##### SUPPLIED ENTRIES #####

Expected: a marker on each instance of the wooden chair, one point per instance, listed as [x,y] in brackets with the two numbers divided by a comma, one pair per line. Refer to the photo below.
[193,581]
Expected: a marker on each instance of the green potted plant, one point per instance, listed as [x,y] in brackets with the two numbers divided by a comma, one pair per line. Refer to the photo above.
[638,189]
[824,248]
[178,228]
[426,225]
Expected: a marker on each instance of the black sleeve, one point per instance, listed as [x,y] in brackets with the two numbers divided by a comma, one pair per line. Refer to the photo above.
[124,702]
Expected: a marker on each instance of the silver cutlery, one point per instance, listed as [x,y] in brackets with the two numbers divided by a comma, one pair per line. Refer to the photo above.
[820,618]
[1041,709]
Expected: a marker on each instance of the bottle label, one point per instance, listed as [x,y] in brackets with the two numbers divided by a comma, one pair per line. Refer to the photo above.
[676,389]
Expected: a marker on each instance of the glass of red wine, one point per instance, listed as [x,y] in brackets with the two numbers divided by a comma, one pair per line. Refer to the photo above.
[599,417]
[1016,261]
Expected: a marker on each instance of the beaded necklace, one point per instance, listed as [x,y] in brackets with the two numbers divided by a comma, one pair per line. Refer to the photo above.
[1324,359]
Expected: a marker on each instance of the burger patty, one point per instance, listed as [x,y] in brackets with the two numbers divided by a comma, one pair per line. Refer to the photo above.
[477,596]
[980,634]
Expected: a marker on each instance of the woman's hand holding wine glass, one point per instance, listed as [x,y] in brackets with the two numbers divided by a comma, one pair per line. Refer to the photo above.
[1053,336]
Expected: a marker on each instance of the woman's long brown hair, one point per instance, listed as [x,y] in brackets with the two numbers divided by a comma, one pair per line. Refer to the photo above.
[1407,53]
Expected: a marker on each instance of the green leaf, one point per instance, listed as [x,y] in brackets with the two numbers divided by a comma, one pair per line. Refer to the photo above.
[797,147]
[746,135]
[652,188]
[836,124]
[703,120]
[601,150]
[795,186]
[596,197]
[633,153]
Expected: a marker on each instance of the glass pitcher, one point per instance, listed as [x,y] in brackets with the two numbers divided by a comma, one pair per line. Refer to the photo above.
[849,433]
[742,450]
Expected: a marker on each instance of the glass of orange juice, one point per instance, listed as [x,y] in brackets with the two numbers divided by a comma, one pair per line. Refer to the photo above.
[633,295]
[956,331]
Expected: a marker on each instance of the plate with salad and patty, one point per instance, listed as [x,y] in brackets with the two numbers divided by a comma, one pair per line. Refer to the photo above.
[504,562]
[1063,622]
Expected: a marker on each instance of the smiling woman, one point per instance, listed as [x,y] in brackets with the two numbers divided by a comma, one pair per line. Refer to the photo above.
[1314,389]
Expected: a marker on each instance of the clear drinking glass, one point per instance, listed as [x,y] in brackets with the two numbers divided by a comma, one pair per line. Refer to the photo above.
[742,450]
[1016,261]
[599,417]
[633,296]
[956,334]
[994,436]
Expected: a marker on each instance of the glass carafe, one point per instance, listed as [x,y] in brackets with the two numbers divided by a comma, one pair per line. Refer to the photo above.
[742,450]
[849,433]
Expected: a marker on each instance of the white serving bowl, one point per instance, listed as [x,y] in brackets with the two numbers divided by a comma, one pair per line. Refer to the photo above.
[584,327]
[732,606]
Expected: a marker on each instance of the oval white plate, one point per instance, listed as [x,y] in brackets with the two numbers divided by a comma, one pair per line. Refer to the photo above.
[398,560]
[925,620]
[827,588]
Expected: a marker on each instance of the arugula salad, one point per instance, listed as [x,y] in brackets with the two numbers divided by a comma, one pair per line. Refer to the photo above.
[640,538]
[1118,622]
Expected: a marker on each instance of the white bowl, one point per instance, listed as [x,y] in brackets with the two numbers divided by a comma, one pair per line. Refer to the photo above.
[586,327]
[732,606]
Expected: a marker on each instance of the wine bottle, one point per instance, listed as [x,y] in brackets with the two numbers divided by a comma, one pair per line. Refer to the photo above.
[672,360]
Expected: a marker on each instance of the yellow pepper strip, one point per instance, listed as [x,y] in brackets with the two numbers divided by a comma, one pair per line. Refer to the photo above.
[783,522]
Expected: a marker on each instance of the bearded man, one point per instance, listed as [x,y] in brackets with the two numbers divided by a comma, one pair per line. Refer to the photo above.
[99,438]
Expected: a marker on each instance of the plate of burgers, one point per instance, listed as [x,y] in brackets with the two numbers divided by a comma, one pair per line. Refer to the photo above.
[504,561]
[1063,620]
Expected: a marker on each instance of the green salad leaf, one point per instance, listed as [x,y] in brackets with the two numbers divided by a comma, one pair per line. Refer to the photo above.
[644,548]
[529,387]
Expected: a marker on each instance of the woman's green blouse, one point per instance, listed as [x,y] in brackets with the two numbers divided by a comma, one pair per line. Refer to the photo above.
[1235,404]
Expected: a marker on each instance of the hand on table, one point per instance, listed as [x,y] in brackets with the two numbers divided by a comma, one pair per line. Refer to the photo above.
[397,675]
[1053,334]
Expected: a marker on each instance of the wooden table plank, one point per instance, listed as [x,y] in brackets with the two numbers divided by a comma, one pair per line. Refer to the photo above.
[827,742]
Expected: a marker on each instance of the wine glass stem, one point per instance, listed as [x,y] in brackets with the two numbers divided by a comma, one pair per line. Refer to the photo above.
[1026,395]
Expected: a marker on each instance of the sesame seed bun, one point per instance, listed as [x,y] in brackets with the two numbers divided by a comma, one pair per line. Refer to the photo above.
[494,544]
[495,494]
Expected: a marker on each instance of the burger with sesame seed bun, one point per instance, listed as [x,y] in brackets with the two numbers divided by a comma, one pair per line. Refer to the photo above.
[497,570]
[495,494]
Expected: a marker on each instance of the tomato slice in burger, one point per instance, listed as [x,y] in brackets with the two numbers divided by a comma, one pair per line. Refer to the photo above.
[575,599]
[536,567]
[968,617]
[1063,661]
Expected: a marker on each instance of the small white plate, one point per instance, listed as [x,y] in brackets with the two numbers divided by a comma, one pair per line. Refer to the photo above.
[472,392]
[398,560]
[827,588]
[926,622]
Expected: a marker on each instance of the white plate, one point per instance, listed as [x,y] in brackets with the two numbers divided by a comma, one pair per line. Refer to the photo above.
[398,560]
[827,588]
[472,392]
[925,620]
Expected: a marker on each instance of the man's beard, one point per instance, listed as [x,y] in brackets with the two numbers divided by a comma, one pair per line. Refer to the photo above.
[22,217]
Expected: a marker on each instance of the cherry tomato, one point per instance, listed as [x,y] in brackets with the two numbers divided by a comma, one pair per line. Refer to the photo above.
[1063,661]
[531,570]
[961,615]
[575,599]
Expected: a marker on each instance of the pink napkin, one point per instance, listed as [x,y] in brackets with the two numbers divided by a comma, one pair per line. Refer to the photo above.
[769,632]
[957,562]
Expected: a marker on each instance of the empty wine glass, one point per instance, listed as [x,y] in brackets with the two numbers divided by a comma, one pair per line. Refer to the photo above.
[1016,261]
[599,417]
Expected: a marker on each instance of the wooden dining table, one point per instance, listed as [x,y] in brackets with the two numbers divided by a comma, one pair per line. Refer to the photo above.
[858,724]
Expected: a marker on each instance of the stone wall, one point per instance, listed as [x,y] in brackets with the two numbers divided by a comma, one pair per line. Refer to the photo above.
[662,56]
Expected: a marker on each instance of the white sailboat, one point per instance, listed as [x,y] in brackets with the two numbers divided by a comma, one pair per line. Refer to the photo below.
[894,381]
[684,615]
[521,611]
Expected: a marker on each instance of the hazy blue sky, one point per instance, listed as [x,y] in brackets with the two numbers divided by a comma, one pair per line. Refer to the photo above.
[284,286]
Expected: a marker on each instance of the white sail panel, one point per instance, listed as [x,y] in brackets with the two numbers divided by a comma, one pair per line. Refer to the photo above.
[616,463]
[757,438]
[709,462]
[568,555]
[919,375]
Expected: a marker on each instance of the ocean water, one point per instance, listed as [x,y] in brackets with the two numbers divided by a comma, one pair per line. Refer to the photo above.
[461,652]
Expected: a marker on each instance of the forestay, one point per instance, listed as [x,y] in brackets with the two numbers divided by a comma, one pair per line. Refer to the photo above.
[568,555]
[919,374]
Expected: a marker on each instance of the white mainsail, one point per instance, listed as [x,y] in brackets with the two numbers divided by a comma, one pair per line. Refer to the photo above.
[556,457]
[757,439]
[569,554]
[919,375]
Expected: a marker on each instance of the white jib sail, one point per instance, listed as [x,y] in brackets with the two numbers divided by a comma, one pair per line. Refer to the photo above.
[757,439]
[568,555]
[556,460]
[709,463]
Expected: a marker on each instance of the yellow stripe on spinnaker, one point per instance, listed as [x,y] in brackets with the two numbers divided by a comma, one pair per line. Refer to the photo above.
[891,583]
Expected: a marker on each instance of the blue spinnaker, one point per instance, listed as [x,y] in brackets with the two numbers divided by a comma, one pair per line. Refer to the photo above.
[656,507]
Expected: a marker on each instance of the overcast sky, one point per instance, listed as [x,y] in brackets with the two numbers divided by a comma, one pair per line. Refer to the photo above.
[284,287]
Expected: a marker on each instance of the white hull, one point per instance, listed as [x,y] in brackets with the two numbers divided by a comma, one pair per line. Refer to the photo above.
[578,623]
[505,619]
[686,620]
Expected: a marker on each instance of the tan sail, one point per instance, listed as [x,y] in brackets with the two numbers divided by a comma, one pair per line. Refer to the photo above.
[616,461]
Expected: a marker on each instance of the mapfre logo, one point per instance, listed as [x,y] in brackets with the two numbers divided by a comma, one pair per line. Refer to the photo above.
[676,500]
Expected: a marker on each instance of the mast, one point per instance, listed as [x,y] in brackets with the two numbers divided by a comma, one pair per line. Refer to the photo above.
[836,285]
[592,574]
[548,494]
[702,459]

#####

### [EXERCISE DIRECTIONS]
Begin with the line that contains "Expected: a marker on each instance of the mapfre" and end with the last line of the data. Repeat those two lines and all between them exactly.

### [RESULT OF THIS EXERCISE]
Expected: a marker on each instance of the mapfre logo, one point per instance, listed as [x,y] in brackets with the two numbers divided by a comma, one pair per line. Refer to the photo above.
[676,500]
Expected: a marker on each instance of the mast, one point per instance, listed as [x,y] in brackets with the two numbers divided by a comma, one pair per line. Refer to the photo above.
[836,285]
[592,574]
[548,494]
[702,459]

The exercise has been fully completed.